** Opening Record excerpts block **

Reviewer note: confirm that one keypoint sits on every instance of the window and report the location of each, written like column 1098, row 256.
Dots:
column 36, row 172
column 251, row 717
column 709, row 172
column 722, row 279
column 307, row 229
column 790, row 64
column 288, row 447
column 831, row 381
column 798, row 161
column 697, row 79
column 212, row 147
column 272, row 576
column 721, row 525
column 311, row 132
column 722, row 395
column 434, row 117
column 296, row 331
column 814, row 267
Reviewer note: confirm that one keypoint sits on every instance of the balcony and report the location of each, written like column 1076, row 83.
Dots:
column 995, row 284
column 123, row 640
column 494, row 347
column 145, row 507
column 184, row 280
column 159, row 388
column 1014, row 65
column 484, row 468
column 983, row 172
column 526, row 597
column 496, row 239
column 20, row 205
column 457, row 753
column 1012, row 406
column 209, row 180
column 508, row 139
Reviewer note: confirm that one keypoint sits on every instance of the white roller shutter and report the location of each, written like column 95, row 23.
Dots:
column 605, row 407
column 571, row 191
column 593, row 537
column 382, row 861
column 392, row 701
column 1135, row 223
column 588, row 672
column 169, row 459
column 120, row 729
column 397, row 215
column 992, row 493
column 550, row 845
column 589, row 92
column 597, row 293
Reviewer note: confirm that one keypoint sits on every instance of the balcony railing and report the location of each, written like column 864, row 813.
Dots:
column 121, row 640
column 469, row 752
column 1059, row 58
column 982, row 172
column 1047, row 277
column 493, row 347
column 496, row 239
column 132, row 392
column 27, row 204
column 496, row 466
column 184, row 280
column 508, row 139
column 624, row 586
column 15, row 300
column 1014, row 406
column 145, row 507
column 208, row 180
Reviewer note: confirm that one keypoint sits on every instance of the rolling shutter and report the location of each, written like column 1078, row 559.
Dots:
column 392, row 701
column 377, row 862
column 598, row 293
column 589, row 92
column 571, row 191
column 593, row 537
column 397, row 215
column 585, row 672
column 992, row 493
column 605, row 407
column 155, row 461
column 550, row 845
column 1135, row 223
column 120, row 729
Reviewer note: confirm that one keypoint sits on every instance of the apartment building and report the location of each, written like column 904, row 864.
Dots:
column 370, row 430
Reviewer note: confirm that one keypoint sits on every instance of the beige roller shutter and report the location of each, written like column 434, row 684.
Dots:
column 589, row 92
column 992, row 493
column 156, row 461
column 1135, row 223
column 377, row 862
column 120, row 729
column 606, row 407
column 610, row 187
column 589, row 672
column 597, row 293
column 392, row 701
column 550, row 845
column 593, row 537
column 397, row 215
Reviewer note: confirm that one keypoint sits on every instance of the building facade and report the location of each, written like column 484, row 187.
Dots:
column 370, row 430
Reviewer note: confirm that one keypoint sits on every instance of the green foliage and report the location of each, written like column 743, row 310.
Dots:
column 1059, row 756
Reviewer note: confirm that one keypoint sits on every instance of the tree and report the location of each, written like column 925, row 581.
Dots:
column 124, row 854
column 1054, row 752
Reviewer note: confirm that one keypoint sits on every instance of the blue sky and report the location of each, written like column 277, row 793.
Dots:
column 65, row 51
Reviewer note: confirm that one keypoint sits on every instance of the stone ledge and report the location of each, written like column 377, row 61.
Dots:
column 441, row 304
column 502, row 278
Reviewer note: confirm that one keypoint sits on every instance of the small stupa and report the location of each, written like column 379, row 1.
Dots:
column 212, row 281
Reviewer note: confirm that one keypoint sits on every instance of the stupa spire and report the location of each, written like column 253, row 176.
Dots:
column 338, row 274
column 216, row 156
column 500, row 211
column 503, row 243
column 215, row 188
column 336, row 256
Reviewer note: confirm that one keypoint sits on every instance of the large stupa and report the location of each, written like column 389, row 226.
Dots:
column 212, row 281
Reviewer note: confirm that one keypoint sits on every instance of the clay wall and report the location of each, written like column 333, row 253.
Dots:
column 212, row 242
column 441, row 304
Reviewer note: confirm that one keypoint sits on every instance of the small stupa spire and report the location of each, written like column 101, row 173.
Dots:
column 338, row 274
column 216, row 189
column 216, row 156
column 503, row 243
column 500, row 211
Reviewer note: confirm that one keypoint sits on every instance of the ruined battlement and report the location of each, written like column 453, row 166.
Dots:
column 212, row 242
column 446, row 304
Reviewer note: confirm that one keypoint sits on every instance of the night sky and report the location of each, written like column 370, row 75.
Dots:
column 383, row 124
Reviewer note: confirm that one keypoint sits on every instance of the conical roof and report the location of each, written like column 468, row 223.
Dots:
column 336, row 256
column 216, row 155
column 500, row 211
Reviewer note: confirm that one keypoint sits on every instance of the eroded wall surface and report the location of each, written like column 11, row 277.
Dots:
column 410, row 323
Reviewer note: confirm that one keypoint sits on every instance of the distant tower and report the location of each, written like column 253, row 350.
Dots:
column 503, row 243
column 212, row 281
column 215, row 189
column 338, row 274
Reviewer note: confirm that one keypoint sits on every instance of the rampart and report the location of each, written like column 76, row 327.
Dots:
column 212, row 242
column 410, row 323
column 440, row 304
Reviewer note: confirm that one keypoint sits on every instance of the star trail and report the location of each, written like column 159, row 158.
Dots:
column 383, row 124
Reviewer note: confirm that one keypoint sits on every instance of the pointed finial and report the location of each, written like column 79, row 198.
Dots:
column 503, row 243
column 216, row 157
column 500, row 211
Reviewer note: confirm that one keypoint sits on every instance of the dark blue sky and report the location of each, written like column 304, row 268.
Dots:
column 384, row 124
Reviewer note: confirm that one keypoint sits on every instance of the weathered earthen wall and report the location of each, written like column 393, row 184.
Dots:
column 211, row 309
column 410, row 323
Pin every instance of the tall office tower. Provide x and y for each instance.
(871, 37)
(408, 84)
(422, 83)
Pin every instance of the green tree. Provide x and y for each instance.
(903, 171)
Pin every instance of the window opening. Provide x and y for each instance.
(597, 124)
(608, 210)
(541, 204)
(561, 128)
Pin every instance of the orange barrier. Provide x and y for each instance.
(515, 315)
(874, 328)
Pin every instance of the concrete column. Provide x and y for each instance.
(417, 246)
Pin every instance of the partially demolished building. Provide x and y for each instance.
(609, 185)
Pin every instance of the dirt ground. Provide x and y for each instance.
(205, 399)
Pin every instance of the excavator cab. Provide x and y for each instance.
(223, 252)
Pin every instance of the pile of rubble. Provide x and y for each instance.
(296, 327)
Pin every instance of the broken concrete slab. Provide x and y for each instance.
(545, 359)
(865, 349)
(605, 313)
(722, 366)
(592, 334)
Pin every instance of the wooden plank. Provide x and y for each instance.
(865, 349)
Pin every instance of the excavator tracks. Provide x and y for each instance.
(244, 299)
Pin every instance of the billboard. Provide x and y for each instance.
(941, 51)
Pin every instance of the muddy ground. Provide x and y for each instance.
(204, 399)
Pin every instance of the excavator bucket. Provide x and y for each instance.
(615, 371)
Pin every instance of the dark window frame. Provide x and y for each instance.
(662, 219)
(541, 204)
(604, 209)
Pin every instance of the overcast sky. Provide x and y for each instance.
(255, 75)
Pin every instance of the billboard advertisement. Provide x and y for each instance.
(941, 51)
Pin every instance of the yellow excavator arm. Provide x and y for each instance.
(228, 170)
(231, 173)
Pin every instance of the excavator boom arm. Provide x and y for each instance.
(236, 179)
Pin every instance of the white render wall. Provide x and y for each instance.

** Closing Record excerpts block **

_Prompt_
In the entries above, copy each line that contains the string "balcony".

_Task solution_
Reviewer note: confirm that one keypoint sits on every instance of the balcony and report the location of each, written like column 1076, row 83.
Reviewer note: confirm that one keypoint sits on every instance of the balcony railing and report the location of each, written like column 864, row 813.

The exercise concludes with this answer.